Word for word, copy each record that comes after this.

..............................

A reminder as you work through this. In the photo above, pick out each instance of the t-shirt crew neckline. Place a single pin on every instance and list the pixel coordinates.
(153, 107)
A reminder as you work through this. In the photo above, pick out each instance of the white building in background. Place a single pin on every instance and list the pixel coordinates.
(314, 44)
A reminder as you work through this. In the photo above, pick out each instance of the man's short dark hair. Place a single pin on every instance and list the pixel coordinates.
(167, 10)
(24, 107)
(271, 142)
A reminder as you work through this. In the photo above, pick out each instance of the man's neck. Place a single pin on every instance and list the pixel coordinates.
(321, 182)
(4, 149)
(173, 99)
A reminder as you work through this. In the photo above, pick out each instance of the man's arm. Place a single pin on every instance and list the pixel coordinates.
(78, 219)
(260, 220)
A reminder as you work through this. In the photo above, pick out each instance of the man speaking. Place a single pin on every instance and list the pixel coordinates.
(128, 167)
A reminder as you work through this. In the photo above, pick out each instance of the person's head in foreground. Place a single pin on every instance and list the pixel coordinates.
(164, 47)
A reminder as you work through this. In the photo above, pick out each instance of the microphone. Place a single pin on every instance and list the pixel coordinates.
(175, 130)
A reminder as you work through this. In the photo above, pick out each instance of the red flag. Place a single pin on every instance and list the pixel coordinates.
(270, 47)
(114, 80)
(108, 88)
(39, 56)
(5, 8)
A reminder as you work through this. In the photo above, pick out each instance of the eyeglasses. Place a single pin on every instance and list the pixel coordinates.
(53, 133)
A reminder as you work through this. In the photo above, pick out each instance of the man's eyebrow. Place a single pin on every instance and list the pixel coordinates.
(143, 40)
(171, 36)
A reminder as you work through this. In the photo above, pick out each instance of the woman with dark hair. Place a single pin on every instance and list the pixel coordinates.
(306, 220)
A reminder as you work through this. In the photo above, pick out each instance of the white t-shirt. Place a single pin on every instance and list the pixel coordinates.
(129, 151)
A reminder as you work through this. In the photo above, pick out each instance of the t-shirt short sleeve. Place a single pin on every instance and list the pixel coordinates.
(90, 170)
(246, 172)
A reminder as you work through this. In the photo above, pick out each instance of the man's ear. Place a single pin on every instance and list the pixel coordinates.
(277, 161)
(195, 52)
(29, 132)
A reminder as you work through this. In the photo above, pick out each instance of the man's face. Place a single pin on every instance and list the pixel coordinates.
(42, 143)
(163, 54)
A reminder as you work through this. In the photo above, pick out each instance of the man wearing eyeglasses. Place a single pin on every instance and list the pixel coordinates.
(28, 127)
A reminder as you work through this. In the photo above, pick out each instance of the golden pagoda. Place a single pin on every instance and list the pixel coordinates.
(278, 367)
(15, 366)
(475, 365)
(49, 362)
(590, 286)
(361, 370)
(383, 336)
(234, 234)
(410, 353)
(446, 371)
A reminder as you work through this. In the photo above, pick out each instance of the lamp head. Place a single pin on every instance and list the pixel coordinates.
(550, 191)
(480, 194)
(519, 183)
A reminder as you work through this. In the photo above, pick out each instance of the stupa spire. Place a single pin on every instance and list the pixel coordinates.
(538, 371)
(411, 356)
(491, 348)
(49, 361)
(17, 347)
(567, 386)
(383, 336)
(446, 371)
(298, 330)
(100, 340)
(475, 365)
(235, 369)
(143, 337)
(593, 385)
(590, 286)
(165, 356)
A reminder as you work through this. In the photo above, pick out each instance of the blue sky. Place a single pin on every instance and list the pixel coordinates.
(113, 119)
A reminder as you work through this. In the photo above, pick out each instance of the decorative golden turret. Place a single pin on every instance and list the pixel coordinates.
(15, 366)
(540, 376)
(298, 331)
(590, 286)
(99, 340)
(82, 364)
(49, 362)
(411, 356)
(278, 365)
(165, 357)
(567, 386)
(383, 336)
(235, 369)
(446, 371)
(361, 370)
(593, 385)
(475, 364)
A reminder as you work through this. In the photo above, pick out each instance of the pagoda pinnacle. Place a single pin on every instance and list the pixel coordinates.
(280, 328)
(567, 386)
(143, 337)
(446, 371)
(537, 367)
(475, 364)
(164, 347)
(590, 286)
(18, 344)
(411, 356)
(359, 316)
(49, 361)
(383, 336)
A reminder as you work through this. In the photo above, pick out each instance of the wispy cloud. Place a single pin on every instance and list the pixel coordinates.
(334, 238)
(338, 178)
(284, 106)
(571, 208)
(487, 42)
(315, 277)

..............................

- _Output_
A reminder as you work through this. In the photo above, pick out each instance of the t-shirt crew neckline. Place a single pin on every instance and list the pixel coordinates.
(153, 107)
A reminder as you work through this. In the photo above, pick out each instance of the white building in background. Place a single pin on every instance and list the pixel coordinates.
(314, 44)
A reminder as you work through this. In the photo above, pick out each instance of the man's short dark hair. Place a single pin on every instance and list the pixel coordinates.
(167, 10)
(24, 107)
(271, 142)
A reminder as you work through this. In the photo above, pick out each instance of the man's neck. Place a single pin on every instance and list the pixel coordinates.
(321, 182)
(4, 149)
(173, 99)
A reminder as you work through this. In the photo above, pick out each instance of the man's arm. Place a single pin on every instance and list the pixel coordinates.
(78, 219)
(260, 220)
A reminder as you work through this. In the photo above, pick out each instance of the man speaking. Place a single pin on every instance and list the pixel coordinates.
(128, 167)
A reminder as you work through this. In the photo above, pick out each instance of the person's head in foreground. Place a single pin on every instance and list the pixel coordinates.
(164, 47)
A reminder as you work through this. In the photo above, pick out each instance of the microphone. Place a single pin on every instance and list the pixel coordinates.
(175, 130)
A reminder as you work through this. In the photo above, pick out each instance of the red flag. Place a single pin on every instance and list the pixel coordinates.
(270, 47)
(114, 80)
(108, 88)
(39, 56)
(5, 8)
A reminder as you work through this. In the photo above, pick out each instance of the eyeglasses. Place a single pin on every instance and list the pixel coordinates.
(53, 133)
A reminder as you work through this. In the photo above, pick out each instance of the man's eyebrow. Place a single pin on every instance and list the pixel coordinates.
(143, 40)
(171, 36)
A reminder as you work through this. In the photo above, pick out each instance of the woman with dark hair. Place a single pin on every instance and list the pixel coordinates.
(306, 220)
A reminder as you work through this. In the photo above, pick out each instance of the white t-shirt. Place a single pin on every instance and list the pixel coordinates.
(129, 151)
A reminder as you work through this. In the photo above, pick out each instance of the t-shirt short sleeve. Place a single pin on every instance and list the pixel coordinates.
(90, 170)
(246, 172)
A reminder as you work through this. In the photo above, pick out each instance of the man's ear. Place a single pin on every instance and list the pixel coordinates.
(277, 161)
(195, 52)
(29, 132)
A reminder as you work through this. In the photo above, pick out each instance of the man's face. Place a single pin on every instance and list the pixel coordinates.
(42, 143)
(163, 54)
A reminder as you work through this. In the photo above, pick out each instance of the man wearing eyeglasses. Place a single pin on every instance and list the pixel coordinates.
(28, 127)
A reminder as you work through this. In the photo above, pick out each instance of the golden pagoda. Place a single pin on every instance and list the pixel coordinates.
(278, 367)
(15, 366)
(475, 365)
(49, 362)
(590, 286)
(361, 370)
(383, 336)
(234, 234)
(410, 353)
(446, 371)
A reminder as you work through this. In the photo above, pick out each instance of the lamp head. Place a single pin on every instance and list the pixel coordinates.
(550, 191)
(480, 194)
(519, 183)
A reminder as you work through this. In the photo above, pick out each instance of the stupa spire. Place a single pin on every instance and list the pixel coordinates.
(538, 371)
(411, 356)
(491, 348)
(49, 361)
(17, 347)
(567, 386)
(383, 336)
(446, 371)
(298, 330)
(100, 340)
(475, 365)
(235, 369)
(143, 337)
(593, 385)
(590, 286)
(165, 356)
A reminder as you work through this. In the photo above, pick out each instance of the blue sky. Place a single pin on every instance and list the pixel coordinates.
(113, 119)
A reminder as you work through this. In the photo above, pick out each instance of the decorative golden turret. Place a single pin on every instance and list the pixel coordinates.
(15, 366)
(540, 376)
(298, 331)
(590, 286)
(99, 340)
(82, 364)
(49, 362)
(411, 356)
(278, 365)
(165, 357)
(567, 386)
(383, 336)
(235, 369)
(446, 371)
(361, 370)
(593, 385)
(475, 364)
A reminder as you work through this. In the photo above, pick out each instance of the pagoda pinnacle. Place a single pin on every instance and list the pixel coordinates.
(280, 328)
(567, 386)
(143, 337)
(446, 371)
(537, 367)
(475, 364)
(164, 347)
(590, 286)
(18, 344)
(411, 356)
(359, 316)
(49, 361)
(383, 336)
A reminder as you work through this. In the photo above, pick out each instance of the wispy cloud. Place a single pin on every instance and list the pixel coordinates.
(334, 238)
(338, 178)
(284, 106)
(571, 208)
(487, 42)
(315, 277)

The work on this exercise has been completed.